• EXCERPT TO READ:
* Begin *

Unaccompanied
Feb. 16
Bach’s Chaconne from the Partita No. 2 is built on a repeating harmonic pattern, but what emerges feels like a symphony for the violinist alone – layers of texture and harmony that shouldn’t be possible from a single instrument. Brahms once wrote that if he’d imagined creating the piece, “the excess of excitement and earth-shattering experience would have driven me out of my mind.” Some believe the Chaconne is a hidden memorial for Bach’s first wife, who died unexpectedly in 1720 – coded references to death and chorale fragments woven into the music’s mysteries.

* End *

Image annotation data:

* Begin *

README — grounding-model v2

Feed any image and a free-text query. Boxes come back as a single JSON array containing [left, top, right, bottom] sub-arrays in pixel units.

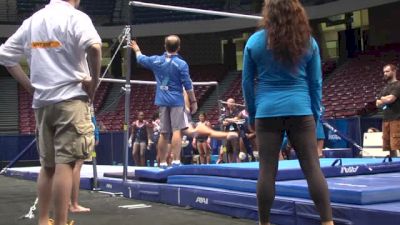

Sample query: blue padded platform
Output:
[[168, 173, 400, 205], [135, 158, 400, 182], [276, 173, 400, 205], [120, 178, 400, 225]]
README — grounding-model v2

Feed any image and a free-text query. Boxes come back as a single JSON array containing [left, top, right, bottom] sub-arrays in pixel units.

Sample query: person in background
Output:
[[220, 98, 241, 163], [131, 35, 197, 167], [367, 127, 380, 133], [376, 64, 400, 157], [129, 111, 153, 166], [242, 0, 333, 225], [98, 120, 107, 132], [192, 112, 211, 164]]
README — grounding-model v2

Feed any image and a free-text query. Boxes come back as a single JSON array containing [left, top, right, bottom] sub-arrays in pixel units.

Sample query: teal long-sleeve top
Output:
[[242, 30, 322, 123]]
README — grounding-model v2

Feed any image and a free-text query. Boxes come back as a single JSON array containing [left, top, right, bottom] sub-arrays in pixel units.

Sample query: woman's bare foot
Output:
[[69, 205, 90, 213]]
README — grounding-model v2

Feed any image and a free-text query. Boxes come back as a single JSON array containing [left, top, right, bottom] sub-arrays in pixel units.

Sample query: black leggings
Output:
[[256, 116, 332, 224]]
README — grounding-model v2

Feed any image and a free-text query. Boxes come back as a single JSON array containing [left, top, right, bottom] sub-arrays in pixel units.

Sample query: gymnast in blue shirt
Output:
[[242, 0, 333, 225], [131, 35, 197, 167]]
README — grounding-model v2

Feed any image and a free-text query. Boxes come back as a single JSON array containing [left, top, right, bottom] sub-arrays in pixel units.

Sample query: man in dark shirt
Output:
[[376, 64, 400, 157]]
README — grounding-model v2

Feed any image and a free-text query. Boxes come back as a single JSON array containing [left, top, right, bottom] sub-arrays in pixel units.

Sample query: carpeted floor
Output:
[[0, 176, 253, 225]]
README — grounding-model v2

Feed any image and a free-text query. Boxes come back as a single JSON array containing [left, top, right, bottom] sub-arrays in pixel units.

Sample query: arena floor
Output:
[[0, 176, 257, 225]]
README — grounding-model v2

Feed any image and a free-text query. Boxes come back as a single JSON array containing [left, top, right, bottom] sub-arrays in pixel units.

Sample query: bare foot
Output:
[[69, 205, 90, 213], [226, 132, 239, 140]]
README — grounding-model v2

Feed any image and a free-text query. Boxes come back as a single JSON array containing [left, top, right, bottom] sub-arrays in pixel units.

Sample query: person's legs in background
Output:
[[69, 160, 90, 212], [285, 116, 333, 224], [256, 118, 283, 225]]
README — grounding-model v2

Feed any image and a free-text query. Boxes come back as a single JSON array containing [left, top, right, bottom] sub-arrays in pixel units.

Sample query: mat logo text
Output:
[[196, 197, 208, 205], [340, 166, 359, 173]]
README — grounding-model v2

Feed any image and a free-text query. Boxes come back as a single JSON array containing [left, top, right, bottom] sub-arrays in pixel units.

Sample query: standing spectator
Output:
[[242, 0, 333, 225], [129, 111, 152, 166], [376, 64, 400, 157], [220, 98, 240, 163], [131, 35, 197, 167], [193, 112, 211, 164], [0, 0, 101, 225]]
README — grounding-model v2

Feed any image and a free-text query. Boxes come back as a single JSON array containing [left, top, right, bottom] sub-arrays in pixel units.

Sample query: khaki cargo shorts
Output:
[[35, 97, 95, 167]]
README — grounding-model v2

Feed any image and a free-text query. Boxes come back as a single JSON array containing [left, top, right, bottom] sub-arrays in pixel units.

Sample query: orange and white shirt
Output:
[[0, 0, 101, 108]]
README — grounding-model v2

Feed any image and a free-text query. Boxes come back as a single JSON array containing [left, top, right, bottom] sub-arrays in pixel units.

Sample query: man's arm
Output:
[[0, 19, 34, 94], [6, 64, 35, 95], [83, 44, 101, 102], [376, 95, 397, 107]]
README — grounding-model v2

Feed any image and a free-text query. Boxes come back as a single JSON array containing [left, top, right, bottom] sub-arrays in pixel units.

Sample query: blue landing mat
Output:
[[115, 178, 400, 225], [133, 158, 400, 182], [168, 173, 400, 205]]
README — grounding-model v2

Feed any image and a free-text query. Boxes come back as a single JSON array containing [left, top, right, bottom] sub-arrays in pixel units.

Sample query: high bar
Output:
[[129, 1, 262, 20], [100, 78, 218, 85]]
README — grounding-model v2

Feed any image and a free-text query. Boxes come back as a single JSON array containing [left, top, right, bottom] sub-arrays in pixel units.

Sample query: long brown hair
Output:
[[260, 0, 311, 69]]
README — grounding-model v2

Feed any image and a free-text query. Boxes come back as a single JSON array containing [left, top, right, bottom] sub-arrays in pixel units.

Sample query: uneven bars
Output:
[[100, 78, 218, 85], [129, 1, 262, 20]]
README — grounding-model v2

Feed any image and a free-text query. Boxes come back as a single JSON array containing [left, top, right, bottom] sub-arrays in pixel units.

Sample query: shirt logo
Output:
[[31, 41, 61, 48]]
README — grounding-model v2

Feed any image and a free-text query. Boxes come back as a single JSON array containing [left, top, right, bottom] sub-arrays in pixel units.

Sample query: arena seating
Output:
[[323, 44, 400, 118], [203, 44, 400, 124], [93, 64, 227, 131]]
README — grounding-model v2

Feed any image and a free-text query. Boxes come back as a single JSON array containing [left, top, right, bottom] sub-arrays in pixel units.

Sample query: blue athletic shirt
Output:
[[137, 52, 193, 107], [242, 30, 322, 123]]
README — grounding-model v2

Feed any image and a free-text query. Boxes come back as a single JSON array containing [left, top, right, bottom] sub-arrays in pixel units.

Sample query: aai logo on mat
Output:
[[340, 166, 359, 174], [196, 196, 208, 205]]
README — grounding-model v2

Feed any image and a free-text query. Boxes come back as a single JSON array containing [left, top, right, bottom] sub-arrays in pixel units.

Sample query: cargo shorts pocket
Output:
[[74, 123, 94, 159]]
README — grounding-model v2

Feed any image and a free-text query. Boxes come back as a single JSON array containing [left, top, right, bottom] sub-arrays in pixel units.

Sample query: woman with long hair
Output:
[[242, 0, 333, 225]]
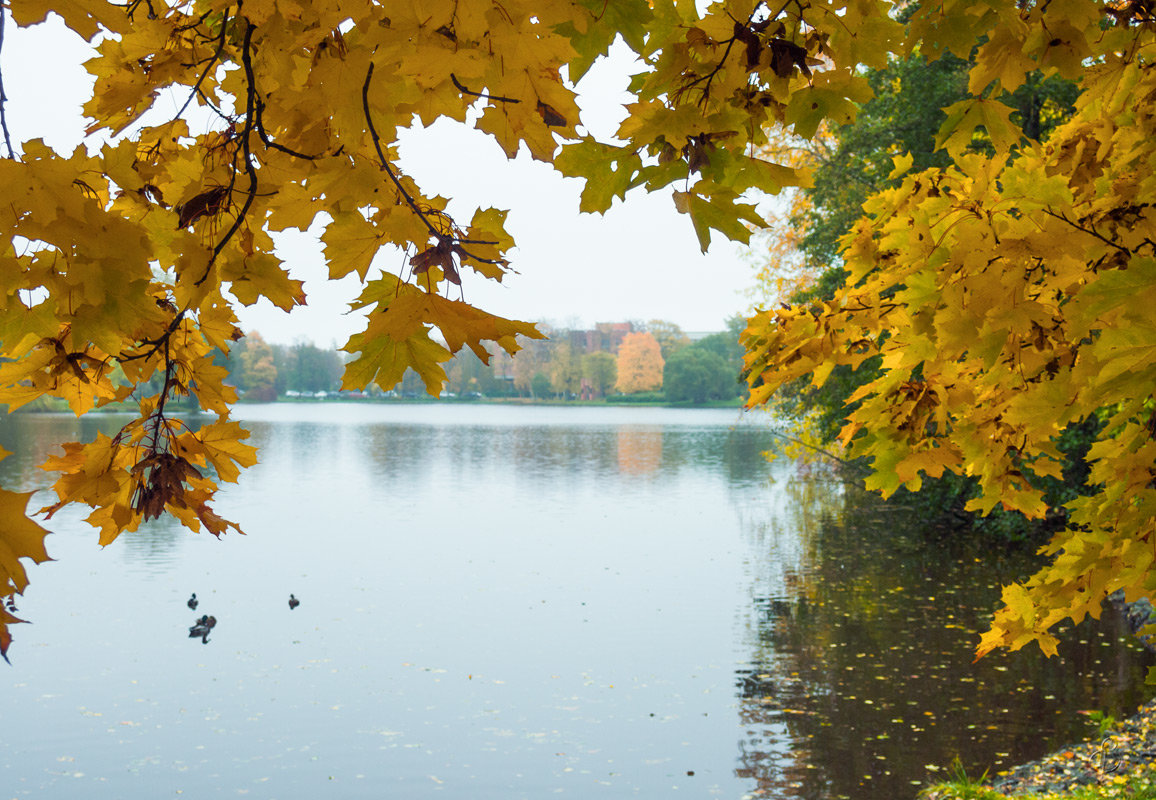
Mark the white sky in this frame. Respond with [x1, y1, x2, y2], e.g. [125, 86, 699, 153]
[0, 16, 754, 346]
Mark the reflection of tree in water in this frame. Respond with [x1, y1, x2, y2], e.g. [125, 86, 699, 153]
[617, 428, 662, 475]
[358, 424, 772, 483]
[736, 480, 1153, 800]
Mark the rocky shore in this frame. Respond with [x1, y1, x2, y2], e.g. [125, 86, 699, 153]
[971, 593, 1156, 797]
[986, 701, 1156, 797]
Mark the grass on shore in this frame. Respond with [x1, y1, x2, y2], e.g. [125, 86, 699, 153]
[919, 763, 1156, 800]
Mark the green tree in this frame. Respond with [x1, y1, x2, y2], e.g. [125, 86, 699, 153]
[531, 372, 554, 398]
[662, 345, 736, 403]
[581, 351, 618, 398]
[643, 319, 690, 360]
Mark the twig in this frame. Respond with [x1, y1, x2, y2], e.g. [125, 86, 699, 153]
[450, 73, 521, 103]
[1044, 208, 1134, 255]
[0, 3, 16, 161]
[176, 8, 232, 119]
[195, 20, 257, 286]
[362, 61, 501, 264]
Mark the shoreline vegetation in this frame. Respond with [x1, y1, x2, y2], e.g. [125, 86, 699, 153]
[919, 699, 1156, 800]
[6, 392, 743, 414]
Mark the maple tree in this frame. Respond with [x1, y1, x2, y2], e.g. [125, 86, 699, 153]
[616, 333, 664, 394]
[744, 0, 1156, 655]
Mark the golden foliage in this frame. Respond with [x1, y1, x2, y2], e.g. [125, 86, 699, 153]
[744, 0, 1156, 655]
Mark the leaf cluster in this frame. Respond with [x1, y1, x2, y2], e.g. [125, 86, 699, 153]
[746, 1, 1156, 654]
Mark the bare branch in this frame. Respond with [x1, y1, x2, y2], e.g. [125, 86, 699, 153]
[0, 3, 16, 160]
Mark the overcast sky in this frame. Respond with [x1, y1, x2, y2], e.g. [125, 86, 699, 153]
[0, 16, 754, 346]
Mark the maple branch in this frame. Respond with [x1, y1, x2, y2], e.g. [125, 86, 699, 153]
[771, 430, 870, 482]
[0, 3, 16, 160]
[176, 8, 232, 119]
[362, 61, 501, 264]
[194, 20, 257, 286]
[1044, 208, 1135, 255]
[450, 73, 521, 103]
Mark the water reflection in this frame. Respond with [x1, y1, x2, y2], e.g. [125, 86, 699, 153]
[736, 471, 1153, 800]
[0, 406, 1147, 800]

* End *
* Begin *

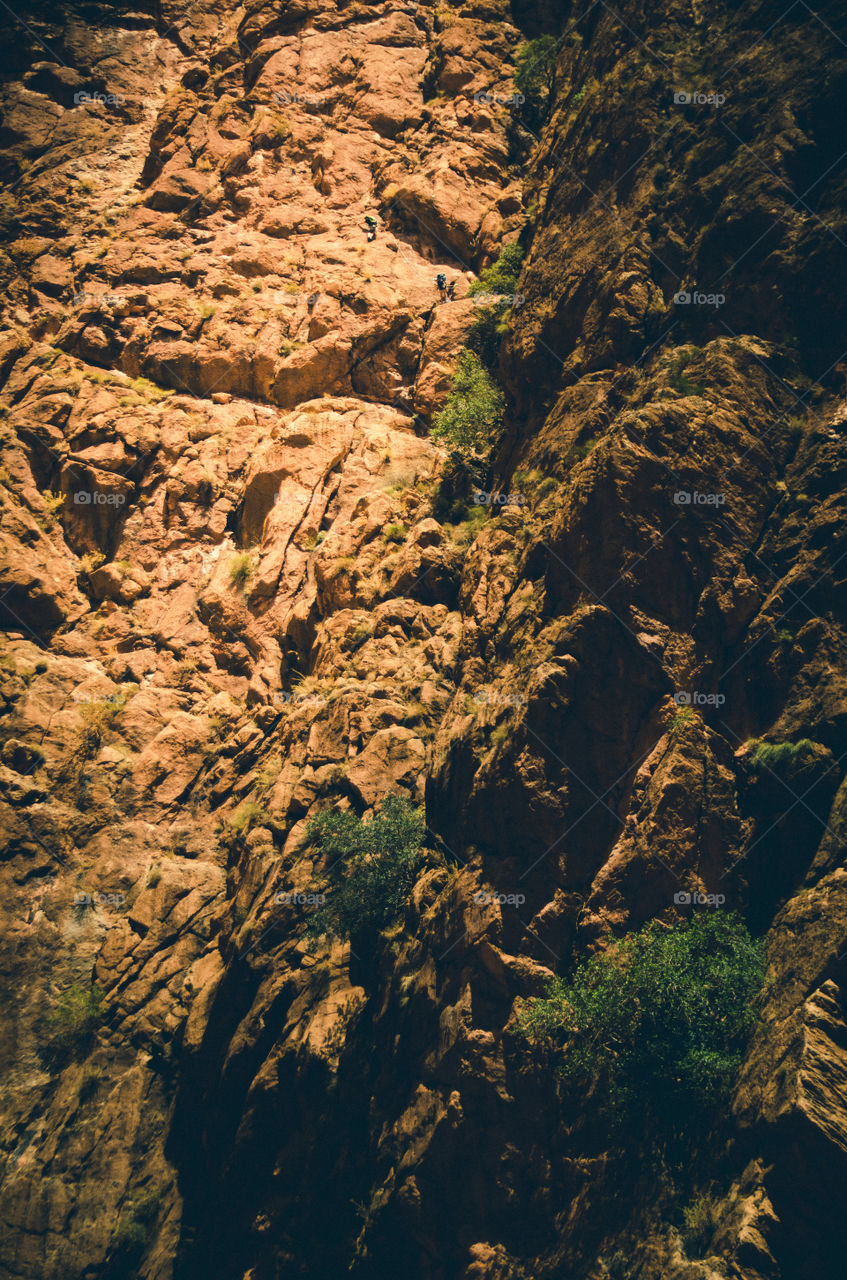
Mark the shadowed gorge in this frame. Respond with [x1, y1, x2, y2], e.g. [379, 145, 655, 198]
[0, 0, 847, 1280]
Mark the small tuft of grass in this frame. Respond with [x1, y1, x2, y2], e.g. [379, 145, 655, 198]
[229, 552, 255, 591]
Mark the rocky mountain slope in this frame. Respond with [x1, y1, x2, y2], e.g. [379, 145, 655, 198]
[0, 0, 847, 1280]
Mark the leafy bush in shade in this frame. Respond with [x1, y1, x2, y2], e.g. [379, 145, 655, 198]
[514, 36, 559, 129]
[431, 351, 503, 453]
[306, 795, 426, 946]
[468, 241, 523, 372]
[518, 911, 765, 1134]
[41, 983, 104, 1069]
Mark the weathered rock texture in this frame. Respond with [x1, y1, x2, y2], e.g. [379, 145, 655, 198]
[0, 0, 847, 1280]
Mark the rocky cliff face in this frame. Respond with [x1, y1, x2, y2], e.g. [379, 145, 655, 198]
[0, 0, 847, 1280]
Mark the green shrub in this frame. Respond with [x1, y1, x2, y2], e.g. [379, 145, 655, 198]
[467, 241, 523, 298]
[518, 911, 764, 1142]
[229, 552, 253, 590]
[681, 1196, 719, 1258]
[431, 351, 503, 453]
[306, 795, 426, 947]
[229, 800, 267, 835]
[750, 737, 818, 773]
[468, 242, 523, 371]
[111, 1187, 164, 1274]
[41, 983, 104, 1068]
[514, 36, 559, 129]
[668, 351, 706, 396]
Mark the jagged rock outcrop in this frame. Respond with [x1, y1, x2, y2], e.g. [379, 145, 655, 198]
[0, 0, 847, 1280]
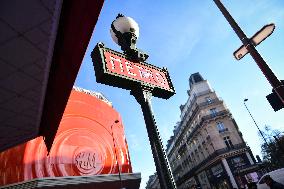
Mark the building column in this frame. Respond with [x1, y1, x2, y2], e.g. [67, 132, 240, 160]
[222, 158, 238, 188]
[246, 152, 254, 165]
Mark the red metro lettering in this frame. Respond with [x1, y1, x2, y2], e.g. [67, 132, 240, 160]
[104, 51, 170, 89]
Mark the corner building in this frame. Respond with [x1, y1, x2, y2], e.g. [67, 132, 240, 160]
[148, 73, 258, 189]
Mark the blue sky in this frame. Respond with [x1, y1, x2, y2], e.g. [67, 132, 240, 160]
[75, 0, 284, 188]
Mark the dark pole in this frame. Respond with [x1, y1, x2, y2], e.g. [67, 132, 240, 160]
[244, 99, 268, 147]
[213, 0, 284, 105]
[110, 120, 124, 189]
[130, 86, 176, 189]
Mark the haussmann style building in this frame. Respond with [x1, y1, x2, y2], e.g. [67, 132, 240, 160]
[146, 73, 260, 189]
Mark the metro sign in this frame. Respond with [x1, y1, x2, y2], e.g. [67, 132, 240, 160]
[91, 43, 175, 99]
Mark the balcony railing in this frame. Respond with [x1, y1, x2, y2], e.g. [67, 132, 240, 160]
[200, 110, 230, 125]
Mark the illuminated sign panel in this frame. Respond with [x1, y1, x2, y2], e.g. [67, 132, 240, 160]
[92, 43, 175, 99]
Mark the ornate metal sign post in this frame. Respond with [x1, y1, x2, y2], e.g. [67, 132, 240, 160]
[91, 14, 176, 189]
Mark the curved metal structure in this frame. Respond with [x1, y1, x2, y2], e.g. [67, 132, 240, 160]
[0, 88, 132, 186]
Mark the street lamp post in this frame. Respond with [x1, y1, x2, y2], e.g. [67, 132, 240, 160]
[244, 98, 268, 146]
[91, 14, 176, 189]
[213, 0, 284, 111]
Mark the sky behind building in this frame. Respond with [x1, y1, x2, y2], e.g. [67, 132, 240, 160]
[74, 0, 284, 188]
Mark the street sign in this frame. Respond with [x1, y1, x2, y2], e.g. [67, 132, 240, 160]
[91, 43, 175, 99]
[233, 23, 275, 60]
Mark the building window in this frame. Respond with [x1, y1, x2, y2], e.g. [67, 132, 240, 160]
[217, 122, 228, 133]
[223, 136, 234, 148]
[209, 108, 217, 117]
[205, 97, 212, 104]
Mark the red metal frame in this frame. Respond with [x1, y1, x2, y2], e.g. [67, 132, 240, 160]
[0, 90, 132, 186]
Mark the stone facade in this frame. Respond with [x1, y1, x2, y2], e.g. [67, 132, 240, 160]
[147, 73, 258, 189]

* End *

• WHAT NEEDS TO BE DONE: Can you copy the stretch of the Chaconne passage that opens with the words containing "Unaccompanied" and closes with "the music’s mysteries."? These entries have no connection to the Chaconne passage.

• EXERCISE OUTPUT:
Unaccompanied
Feb. 16
Bach’s Chaconne from the Partita No. 2 is built on a repeating harmonic pattern, but what emerges feels like a symphony for the violinist alone – layers of texture and harmony that shouldn’t be possible from a single instrument. Brahms once wrote that if he’d imagined creating the piece, “the excess of excitement and earth-shattering experience would have driven me out of my mind.” Some believe the Chaconne is a hidden memorial for Bach’s first wife, who died unexpectedly in 1720 – coded references to death and chorale fragments woven into the music’s mysteries.